AIM OF THE TASK:
When you reach the entries below, transcribe each one exactly as it stands.

____ RECORDS SUPPLIED

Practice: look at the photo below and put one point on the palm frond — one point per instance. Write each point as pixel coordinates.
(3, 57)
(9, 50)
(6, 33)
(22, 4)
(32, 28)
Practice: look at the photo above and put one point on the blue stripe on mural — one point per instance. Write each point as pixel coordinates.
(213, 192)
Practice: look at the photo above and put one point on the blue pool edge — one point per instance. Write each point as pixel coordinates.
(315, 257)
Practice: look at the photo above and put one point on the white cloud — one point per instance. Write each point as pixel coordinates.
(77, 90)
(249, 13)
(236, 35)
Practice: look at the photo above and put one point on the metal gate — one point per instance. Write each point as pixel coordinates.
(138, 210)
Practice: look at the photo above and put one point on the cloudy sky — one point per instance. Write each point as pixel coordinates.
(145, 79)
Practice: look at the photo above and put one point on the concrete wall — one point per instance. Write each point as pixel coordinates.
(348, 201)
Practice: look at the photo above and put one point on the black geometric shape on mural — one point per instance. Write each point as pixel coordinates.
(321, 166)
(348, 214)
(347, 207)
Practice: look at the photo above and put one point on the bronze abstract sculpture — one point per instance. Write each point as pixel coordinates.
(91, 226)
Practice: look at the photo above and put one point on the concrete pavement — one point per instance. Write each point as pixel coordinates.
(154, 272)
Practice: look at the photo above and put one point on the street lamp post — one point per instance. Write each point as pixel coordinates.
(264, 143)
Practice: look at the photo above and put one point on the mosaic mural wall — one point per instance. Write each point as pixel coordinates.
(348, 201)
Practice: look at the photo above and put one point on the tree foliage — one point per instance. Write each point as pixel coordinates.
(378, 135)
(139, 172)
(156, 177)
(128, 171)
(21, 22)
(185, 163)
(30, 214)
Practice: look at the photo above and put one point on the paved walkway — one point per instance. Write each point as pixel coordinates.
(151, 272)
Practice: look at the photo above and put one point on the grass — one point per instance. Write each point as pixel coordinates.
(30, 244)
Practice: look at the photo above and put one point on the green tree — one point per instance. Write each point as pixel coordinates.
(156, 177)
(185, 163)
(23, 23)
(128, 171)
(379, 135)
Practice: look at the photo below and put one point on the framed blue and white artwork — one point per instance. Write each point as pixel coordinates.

________

SOLUTION BELOW:
Practice: look at the photo below and put one point on the palm frond — one point per instance. Write each point as pixel coordinates.
(3, 57)
(9, 50)
(6, 33)
(22, 4)
(32, 28)
Practice: look at the photo above and put one point on the blue stripe on mural — one point per instance. Write each point as pixel coordinates.
(213, 192)
Practice: look at the photo above and put one point on the blue pool edge — one point per instance. Write each point as pixel coordinates.
(315, 257)
Practice: look at the photo above and put one point on the white cloud — one point per instance. Write each point as pixel coordinates.
(77, 90)
(249, 13)
(236, 35)
Practice: look at the photo above and put one point on the metal gate — one point per instance. Write each point as pixel coordinates.
(138, 210)
Practice: look at the photo above and put one point on the cloudy sky — one point per instance. Write each point as pixel coordinates.
(145, 79)
Practice: look at the photo above and put one point on the concrete wall — one point per instance. Write each point as pixel coordinates.
(348, 201)
Practice: look at the photo above and put one point on the black geometric shape on mural — one point per instance. Write each point as pixel coordinates.
(321, 166)
(348, 214)
(347, 207)
Practice: look at the photo above and put one point on the bronze abstract sculpture — one point per instance. Write each point as pixel coordinates.
(91, 226)
Practice: look at the photo above and put one point on the concrete pavement — one point per instance. Write each point as pixel coordinates.
(154, 272)
Practice: look at the photo above and put one point on the street lamp post — one point per instance. Write each point as pixel coordinates.
(264, 143)
Practice: look at the photo above and put one point on the mosaic mural wall — one point per instance. Write each point as pixel coordinates.
(348, 201)
Practice: look at the photo above and put one point on the tree foliage — one point per instance. Write each point as pixel coordinates.
(378, 135)
(139, 172)
(156, 177)
(128, 171)
(21, 22)
(185, 163)
(30, 214)
Practice: look at the photo above and put one point on the paved walkway — one point per instance. Write each point as pixel coordinates.
(151, 272)
Practice: look at the photo above and put one point on the grass — one point per instance. Write each point as pixel coordinates.
(30, 244)
Practice: look at the photo above and put one point on the green tree — one point per instance. Write each point as pixel coordinates.
(156, 177)
(185, 163)
(23, 23)
(128, 171)
(379, 135)
Practice: look at the photo below and put one point on the framed blue and white artwork — one point per instance. Write each point as pixel coordinates.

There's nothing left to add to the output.